TASK BRIEF
Write out every record in full, keeping each character exactly as it is.
--- TASK MATERIAL ---
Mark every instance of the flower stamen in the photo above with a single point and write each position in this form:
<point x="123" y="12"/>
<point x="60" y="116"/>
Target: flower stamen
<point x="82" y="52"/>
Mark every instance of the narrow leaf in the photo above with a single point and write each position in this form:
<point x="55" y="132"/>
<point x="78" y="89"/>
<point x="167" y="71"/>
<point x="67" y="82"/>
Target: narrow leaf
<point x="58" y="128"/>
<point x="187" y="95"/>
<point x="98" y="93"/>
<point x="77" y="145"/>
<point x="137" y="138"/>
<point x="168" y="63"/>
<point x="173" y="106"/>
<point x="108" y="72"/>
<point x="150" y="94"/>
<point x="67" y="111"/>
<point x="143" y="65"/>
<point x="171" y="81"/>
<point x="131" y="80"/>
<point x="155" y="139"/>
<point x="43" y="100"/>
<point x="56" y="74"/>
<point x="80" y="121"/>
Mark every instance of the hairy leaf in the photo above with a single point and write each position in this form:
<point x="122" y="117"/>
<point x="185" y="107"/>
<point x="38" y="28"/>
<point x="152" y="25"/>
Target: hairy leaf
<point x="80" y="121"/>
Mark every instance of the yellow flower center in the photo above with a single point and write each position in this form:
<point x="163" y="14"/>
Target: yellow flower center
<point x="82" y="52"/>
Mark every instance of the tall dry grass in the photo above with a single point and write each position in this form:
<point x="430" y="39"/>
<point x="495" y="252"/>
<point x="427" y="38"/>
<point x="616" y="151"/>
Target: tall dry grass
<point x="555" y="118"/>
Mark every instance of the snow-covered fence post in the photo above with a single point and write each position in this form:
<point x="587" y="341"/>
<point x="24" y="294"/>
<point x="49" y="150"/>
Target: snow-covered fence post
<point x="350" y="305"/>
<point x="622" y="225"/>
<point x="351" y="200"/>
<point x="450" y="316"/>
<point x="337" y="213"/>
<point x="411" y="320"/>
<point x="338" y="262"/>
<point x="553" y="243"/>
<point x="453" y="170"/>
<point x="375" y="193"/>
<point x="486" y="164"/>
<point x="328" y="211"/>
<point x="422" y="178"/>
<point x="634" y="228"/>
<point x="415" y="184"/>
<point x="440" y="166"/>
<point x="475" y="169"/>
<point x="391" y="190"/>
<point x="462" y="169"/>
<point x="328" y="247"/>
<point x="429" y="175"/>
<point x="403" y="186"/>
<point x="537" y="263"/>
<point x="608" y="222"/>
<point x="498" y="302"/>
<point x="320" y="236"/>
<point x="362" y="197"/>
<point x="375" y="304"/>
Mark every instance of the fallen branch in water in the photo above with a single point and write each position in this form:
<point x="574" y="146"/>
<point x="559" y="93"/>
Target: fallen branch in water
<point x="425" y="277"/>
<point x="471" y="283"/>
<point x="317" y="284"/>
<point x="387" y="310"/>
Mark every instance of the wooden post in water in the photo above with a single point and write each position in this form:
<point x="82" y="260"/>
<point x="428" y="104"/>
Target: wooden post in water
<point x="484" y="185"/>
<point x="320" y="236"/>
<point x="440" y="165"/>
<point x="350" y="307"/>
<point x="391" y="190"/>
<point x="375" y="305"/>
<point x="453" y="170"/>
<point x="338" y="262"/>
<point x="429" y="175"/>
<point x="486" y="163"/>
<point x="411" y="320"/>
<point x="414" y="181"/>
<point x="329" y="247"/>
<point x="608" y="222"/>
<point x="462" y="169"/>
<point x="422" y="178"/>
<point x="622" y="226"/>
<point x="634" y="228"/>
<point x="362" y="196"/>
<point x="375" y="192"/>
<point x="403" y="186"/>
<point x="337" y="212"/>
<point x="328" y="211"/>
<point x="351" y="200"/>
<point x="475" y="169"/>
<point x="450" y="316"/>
---
RESULT
Mark every instance of the flower stamen in the photo above with a single point and write each position in this form:
<point x="123" y="12"/>
<point x="60" y="116"/>
Target: flower stamen
<point x="82" y="52"/>
Mark every instance of the narrow leaf in the photo above with a single point and write each position in this form:
<point x="55" y="132"/>
<point x="78" y="89"/>
<point x="167" y="71"/>
<point x="67" y="82"/>
Target: narrow leaf
<point x="58" y="128"/>
<point x="187" y="95"/>
<point x="98" y="93"/>
<point x="77" y="145"/>
<point x="137" y="138"/>
<point x="168" y="63"/>
<point x="173" y="106"/>
<point x="108" y="72"/>
<point x="150" y="94"/>
<point x="67" y="111"/>
<point x="143" y="65"/>
<point x="171" y="81"/>
<point x="131" y="80"/>
<point x="155" y="139"/>
<point x="43" y="100"/>
<point x="56" y="74"/>
<point x="80" y="121"/>
Mark every instance of the hairy leaf in the photo above with a single point and write each position in this form:
<point x="122" y="117"/>
<point x="185" y="107"/>
<point x="38" y="28"/>
<point x="152" y="25"/>
Target: hairy leaf
<point x="80" y="121"/>
Mark every instance of the yellow flower center in the photo above with a single point and write each position in this form:
<point x="163" y="14"/>
Target: yellow flower center
<point x="82" y="52"/>
Mark every instance of the tall dry grass in the photo above with a single point and write each position in this form:
<point x="430" y="39"/>
<point x="495" y="252"/>
<point x="427" y="38"/>
<point x="616" y="151"/>
Target: tall dry grass
<point x="555" y="118"/>
Mark every instance of the snow-covered fence post in the photo above with a single point and write each position in this form:
<point x="587" y="341"/>
<point x="24" y="294"/>
<point x="49" y="150"/>
Target: snow-covered fence post
<point x="350" y="305"/>
<point x="622" y="225"/>
<point x="351" y="200"/>
<point x="450" y="316"/>
<point x="337" y="213"/>
<point x="411" y="320"/>
<point x="338" y="262"/>
<point x="553" y="243"/>
<point x="453" y="170"/>
<point x="375" y="193"/>
<point x="486" y="164"/>
<point x="328" y="211"/>
<point x="422" y="178"/>
<point x="634" y="228"/>
<point x="415" y="184"/>
<point x="440" y="166"/>
<point x="475" y="169"/>
<point x="391" y="190"/>
<point x="462" y="169"/>
<point x="328" y="247"/>
<point x="429" y="175"/>
<point x="403" y="186"/>
<point x="537" y="263"/>
<point x="608" y="222"/>
<point x="498" y="302"/>
<point x="320" y="236"/>
<point x="362" y="197"/>
<point x="375" y="304"/>
Mark every instance of the fallen branch in water in the photo above with a single point and write each position in this form:
<point x="574" y="146"/>
<point x="559" y="93"/>
Target: fallen branch in water
<point x="425" y="277"/>
<point x="471" y="283"/>
<point x="317" y="284"/>
<point x="387" y="310"/>
Mark every instance of the wooden post in water in the photo above with a single point and write each position in this form:
<point x="82" y="260"/>
<point x="428" y="104"/>
Target: wooden post in water
<point x="484" y="185"/>
<point x="320" y="236"/>
<point x="440" y="165"/>
<point x="350" y="307"/>
<point x="391" y="190"/>
<point x="375" y="305"/>
<point x="453" y="170"/>
<point x="338" y="262"/>
<point x="429" y="175"/>
<point x="486" y="163"/>
<point x="411" y="320"/>
<point x="414" y="181"/>
<point x="329" y="247"/>
<point x="608" y="222"/>
<point x="462" y="169"/>
<point x="422" y="178"/>
<point x="622" y="226"/>
<point x="634" y="228"/>
<point x="362" y="196"/>
<point x="375" y="192"/>
<point x="403" y="186"/>
<point x="337" y="212"/>
<point x="328" y="211"/>
<point x="351" y="200"/>
<point x="475" y="169"/>
<point x="450" y="316"/>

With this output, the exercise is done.